■ DATASET RECORDS:

======

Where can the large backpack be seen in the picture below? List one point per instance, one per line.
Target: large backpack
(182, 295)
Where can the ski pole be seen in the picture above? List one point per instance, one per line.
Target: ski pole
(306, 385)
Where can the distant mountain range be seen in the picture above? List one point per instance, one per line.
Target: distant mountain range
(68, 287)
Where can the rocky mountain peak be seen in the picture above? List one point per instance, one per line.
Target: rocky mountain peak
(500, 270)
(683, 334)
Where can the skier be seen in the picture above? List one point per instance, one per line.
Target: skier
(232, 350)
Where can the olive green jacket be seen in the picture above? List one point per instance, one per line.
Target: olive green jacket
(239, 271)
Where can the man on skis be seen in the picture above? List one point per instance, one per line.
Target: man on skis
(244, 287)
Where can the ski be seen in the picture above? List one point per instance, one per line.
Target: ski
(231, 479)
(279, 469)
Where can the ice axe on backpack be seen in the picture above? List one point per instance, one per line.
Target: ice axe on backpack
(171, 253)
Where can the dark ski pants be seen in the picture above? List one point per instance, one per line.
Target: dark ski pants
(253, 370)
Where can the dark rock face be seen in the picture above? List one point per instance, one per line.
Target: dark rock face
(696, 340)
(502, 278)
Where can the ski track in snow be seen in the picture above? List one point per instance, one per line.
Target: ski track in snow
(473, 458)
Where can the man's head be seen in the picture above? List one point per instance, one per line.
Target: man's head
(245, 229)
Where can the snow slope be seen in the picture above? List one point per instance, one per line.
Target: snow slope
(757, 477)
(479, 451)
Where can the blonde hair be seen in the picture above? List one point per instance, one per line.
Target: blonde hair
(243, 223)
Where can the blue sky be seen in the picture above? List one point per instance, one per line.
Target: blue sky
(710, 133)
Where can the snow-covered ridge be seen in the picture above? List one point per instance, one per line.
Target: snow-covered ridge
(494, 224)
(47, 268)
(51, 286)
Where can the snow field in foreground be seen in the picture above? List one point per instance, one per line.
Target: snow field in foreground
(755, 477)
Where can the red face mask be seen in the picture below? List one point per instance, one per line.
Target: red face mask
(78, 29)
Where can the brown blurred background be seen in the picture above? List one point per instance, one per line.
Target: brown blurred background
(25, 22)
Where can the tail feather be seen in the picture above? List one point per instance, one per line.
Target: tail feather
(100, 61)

======

■ TASK DESCRIPTION: Convert everything from the line containing "Where can the snow-covered" down through the last line of the items into a Markdown table with the columns Row and Line. Number each line and omit blank lines.

■ THE OUTPUT:
| Row | Line |
|---|---|
| 1 | Where can the snow-covered ridge be seen in the picture above? List one point per instance, one per line. |
| 2 | Target: snow-covered ridge |
| 3 | (494, 224) |
| 4 | (47, 268) |
| 5 | (51, 286) |
| 6 | Where can the snow field in foreground be seen in the picture above? List one point per instance, one per line. |
| 7 | Target: snow field in foreground |
| 8 | (755, 477) |
| 9 | Where can the red face mask be seen in the picture below? List one point per instance, one per line. |
| 10 | Target: red face mask |
| 11 | (78, 29) |
| 12 | Where can the brown blurred background be seen in the picture above? List one point per instance, one per line. |
| 13 | Target: brown blurred background |
| 14 | (25, 22) |
| 15 | Where can the tail feather be seen in the picture above? List one point per instance, one per line. |
| 16 | Target: tail feather |
| 17 | (100, 61) |